WHAT TO WORK ON: Could you write out the lines below again, putting "flower bed" wherever "park lawn area" appears and leaving everything else unchanged?

* begin RECORD EXCERPTS *

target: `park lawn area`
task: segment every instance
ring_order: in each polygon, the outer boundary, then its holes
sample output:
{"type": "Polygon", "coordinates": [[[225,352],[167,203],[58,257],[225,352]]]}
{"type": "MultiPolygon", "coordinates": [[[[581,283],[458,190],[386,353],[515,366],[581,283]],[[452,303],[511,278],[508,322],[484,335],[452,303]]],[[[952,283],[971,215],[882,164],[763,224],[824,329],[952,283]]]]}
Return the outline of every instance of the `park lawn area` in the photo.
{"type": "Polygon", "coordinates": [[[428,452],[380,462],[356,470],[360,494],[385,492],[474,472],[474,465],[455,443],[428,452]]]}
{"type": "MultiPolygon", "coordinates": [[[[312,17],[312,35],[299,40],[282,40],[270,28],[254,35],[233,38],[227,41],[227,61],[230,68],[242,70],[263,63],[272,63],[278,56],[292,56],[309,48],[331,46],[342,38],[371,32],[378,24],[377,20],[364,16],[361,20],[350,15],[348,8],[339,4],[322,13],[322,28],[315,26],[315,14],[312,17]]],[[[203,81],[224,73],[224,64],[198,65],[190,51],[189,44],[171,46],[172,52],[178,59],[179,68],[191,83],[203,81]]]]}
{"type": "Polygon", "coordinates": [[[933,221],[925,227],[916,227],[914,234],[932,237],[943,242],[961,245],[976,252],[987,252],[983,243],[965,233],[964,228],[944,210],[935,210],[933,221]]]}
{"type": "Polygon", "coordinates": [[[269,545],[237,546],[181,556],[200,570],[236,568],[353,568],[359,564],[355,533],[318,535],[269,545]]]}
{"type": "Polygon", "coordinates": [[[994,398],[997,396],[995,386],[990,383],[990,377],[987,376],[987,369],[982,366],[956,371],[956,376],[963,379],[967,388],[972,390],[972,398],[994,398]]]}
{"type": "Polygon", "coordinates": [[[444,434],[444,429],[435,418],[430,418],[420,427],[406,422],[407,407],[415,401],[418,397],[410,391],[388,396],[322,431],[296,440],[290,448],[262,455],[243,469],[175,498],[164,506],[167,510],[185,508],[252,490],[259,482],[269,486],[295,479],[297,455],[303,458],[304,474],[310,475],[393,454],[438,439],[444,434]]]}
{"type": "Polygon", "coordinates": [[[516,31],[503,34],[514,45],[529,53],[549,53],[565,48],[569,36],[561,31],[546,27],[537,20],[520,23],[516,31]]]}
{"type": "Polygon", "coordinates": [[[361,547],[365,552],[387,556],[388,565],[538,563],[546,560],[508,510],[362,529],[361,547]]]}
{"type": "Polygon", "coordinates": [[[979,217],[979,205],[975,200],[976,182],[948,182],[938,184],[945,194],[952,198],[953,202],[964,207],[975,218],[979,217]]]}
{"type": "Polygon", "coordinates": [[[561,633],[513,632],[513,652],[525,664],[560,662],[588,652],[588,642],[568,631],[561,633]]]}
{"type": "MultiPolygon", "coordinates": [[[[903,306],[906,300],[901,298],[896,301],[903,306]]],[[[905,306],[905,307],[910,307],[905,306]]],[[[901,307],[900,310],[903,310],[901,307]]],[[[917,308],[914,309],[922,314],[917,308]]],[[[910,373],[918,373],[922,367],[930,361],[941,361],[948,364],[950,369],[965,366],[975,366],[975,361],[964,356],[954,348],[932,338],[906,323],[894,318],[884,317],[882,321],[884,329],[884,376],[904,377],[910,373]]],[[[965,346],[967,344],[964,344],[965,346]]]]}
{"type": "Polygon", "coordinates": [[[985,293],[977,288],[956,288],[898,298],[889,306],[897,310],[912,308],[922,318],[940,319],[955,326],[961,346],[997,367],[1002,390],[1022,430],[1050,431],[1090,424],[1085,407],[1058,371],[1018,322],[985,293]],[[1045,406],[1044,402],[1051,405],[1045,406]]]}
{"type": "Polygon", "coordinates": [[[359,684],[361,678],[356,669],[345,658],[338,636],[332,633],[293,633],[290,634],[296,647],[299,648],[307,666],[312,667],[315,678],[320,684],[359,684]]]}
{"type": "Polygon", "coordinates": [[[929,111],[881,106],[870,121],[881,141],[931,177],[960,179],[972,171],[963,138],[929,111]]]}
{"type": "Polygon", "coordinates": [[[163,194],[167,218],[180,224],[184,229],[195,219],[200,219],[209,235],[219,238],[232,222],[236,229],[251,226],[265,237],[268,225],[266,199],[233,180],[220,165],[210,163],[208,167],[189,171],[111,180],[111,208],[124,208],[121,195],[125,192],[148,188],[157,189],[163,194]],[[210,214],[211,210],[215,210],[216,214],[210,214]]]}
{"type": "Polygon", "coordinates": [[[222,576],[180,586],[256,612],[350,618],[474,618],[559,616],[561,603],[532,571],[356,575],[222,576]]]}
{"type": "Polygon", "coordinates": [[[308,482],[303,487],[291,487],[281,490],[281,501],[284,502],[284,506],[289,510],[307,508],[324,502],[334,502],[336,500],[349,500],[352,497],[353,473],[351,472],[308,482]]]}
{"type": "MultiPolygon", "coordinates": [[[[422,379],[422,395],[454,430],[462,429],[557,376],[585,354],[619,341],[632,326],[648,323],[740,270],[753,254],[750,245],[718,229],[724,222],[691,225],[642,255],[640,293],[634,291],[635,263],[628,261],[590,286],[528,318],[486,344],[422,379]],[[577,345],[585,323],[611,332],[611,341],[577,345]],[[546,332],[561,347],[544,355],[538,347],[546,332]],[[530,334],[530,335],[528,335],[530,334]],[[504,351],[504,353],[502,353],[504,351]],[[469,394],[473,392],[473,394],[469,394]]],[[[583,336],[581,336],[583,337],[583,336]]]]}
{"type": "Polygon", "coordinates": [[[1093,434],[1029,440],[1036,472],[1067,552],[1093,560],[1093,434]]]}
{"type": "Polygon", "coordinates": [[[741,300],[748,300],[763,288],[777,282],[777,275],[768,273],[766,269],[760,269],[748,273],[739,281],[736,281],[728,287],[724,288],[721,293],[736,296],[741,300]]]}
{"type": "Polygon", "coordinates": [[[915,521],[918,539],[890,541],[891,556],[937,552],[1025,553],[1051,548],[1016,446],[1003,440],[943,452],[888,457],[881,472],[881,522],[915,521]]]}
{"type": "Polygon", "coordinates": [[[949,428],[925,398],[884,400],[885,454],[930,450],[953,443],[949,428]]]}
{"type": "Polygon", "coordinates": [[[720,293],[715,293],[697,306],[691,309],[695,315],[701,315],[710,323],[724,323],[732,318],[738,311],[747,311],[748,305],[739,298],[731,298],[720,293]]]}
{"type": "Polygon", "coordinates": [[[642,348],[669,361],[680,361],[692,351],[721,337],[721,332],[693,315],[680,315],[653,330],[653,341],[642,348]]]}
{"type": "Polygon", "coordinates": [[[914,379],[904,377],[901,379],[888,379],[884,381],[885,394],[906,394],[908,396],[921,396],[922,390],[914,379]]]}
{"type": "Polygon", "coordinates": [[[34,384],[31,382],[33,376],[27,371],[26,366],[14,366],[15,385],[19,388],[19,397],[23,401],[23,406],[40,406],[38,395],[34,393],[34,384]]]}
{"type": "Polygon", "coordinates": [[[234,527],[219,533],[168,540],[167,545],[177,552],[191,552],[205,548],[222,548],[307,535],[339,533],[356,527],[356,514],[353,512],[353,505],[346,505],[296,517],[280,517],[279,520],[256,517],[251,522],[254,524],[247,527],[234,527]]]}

* end RECORD EXCERPTS *

RESPONSE:
target: `flower bed`
task: segment every instance
ring_order: in each polygon, the outer boundary, then its holes
sample output:
{"type": "Polygon", "coordinates": [[[225,352],[167,203],[58,257],[225,352]]]}
{"type": "MultiPolygon", "coordinates": [[[[581,283],[458,190],[386,353],[515,366],[581,283]],[[452,303],[511,278],[508,322],[484,335],[452,303]]],[[[952,283],[971,215],[882,164],[763,224],[824,329],[952,283]]]]}
Return the outline of every instance of the `flower bed` in the photo.
{"type": "Polygon", "coordinates": [[[428,452],[380,462],[356,470],[360,494],[385,492],[474,472],[474,465],[455,443],[428,452]]]}
{"type": "MultiPolygon", "coordinates": [[[[312,17],[312,35],[299,40],[282,40],[270,28],[254,35],[233,38],[227,41],[227,61],[230,68],[242,70],[263,63],[272,63],[278,56],[292,56],[309,48],[331,46],[342,38],[371,32],[378,24],[377,20],[364,16],[361,20],[350,15],[348,8],[339,4],[322,13],[322,28],[315,26],[315,14],[312,17]]],[[[203,81],[224,73],[224,64],[198,65],[190,51],[189,44],[171,46],[172,52],[178,59],[179,68],[191,83],[203,81]]]]}
{"type": "Polygon", "coordinates": [[[933,221],[925,227],[916,227],[914,234],[932,237],[943,242],[961,245],[976,252],[987,252],[983,243],[965,233],[964,228],[944,210],[935,210],[933,221]]]}
{"type": "Polygon", "coordinates": [[[269,545],[237,546],[181,556],[200,570],[236,568],[353,568],[359,564],[355,533],[318,535],[269,545]]]}
{"type": "Polygon", "coordinates": [[[994,398],[997,396],[995,386],[990,383],[990,377],[987,376],[987,369],[982,366],[956,371],[956,376],[963,379],[967,388],[972,390],[972,398],[994,398]]]}
{"type": "Polygon", "coordinates": [[[444,434],[444,429],[435,418],[430,418],[420,427],[406,422],[407,407],[415,401],[418,397],[410,391],[388,396],[322,431],[296,440],[290,448],[262,455],[243,469],[175,498],[164,506],[167,510],[185,508],[252,490],[259,482],[269,486],[295,479],[297,455],[303,458],[304,474],[310,475],[393,454],[438,439],[444,434]]]}
{"type": "Polygon", "coordinates": [[[516,31],[503,34],[514,45],[529,53],[549,53],[565,48],[569,36],[561,31],[546,27],[537,20],[520,23],[516,31]]]}
{"type": "Polygon", "coordinates": [[[361,547],[365,552],[387,556],[388,565],[538,563],[546,560],[508,510],[362,529],[361,547]]]}
{"type": "Polygon", "coordinates": [[[979,217],[979,205],[975,200],[976,182],[948,182],[938,184],[945,194],[952,198],[953,202],[964,207],[975,218],[979,217]]]}
{"type": "Polygon", "coordinates": [[[561,633],[513,632],[513,652],[525,664],[560,662],[588,652],[588,642],[568,631],[561,633]]]}
{"type": "MultiPolygon", "coordinates": [[[[903,306],[906,300],[901,298],[896,301],[903,306]]],[[[905,306],[905,307],[910,307],[905,306]]],[[[901,307],[900,310],[903,310],[901,307]]],[[[917,308],[914,309],[922,314],[917,308]]],[[[910,373],[918,373],[922,367],[930,361],[941,361],[948,364],[950,369],[965,366],[975,366],[975,361],[964,356],[954,348],[932,338],[906,323],[894,318],[884,317],[882,321],[884,329],[884,376],[904,377],[910,373]]],[[[965,346],[967,344],[964,344],[965,346]]]]}
{"type": "Polygon", "coordinates": [[[985,293],[977,288],[956,288],[898,298],[889,306],[897,310],[912,308],[922,318],[940,319],[955,326],[961,346],[997,367],[1002,390],[1022,430],[1050,431],[1090,424],[1085,407],[1058,371],[1018,322],[985,293]],[[1045,406],[1044,402],[1051,405],[1045,406]]]}
{"type": "Polygon", "coordinates": [[[359,684],[361,678],[356,669],[345,658],[338,636],[332,633],[293,633],[290,634],[296,647],[299,648],[307,666],[312,667],[315,678],[320,684],[359,684]]]}
{"type": "Polygon", "coordinates": [[[929,111],[881,106],[870,121],[881,141],[931,177],[960,179],[972,171],[963,138],[929,111]]]}
{"type": "Polygon", "coordinates": [[[163,194],[167,218],[180,224],[184,229],[195,219],[200,219],[209,235],[219,238],[232,222],[236,229],[251,226],[265,237],[268,225],[266,199],[233,180],[220,165],[210,163],[208,167],[189,171],[111,180],[111,208],[124,208],[121,195],[125,192],[148,188],[157,189],[163,194]],[[210,214],[211,210],[215,210],[216,214],[210,214]]]}
{"type": "Polygon", "coordinates": [[[222,576],[180,586],[256,612],[350,618],[474,618],[559,616],[561,603],[532,571],[356,575],[222,576]]]}
{"type": "Polygon", "coordinates": [[[308,482],[303,487],[291,487],[281,490],[281,501],[284,502],[284,506],[289,510],[307,508],[324,502],[334,502],[336,500],[349,500],[352,497],[353,473],[351,472],[308,482]]]}
{"type": "MultiPolygon", "coordinates": [[[[422,379],[422,395],[454,430],[462,429],[557,376],[585,354],[619,341],[632,326],[648,323],[740,270],[753,254],[750,245],[718,229],[724,222],[691,225],[642,255],[640,293],[634,291],[635,263],[628,261],[590,286],[528,318],[486,344],[422,379]],[[577,345],[585,323],[611,332],[611,341],[577,345]],[[546,332],[561,347],[544,355],[538,347],[546,332]],[[530,334],[530,335],[528,335],[530,334]],[[504,351],[504,353],[502,353],[504,351]],[[469,394],[473,392],[473,394],[469,394]]],[[[583,336],[581,336],[583,337],[583,336]]]]}
{"type": "Polygon", "coordinates": [[[1093,434],[1029,440],[1036,472],[1067,552],[1093,560],[1093,434]]]}
{"type": "Polygon", "coordinates": [[[741,300],[748,300],[763,288],[777,282],[777,275],[768,273],[766,269],[760,269],[748,273],[739,281],[736,281],[728,287],[724,288],[721,293],[736,296],[741,300]]]}
{"type": "Polygon", "coordinates": [[[915,521],[918,539],[890,541],[891,556],[937,552],[1025,553],[1051,548],[1016,446],[1003,440],[943,452],[888,457],[881,472],[881,522],[915,521]]]}
{"type": "Polygon", "coordinates": [[[949,428],[925,398],[884,400],[885,454],[930,450],[953,443],[949,428]]]}
{"type": "Polygon", "coordinates": [[[720,293],[715,293],[697,306],[691,309],[695,315],[701,315],[710,323],[724,323],[732,318],[738,311],[747,311],[748,305],[739,298],[731,298],[720,293]]]}
{"type": "Polygon", "coordinates": [[[642,348],[669,361],[680,361],[692,351],[721,337],[721,332],[693,315],[680,315],[653,330],[653,341],[642,348]]]}
{"type": "Polygon", "coordinates": [[[914,379],[904,377],[901,379],[888,379],[884,381],[885,394],[906,394],[908,396],[921,396],[922,390],[914,379]]]}
{"type": "Polygon", "coordinates": [[[34,384],[31,382],[33,376],[27,371],[26,366],[14,366],[15,385],[19,388],[19,397],[23,401],[23,406],[40,406],[38,395],[34,393],[34,384]]]}
{"type": "Polygon", "coordinates": [[[234,527],[219,533],[168,540],[167,545],[177,552],[191,552],[205,548],[222,548],[307,535],[339,533],[356,527],[356,514],[353,512],[353,505],[346,505],[296,517],[280,517],[279,520],[256,517],[251,522],[254,524],[247,527],[234,527]]]}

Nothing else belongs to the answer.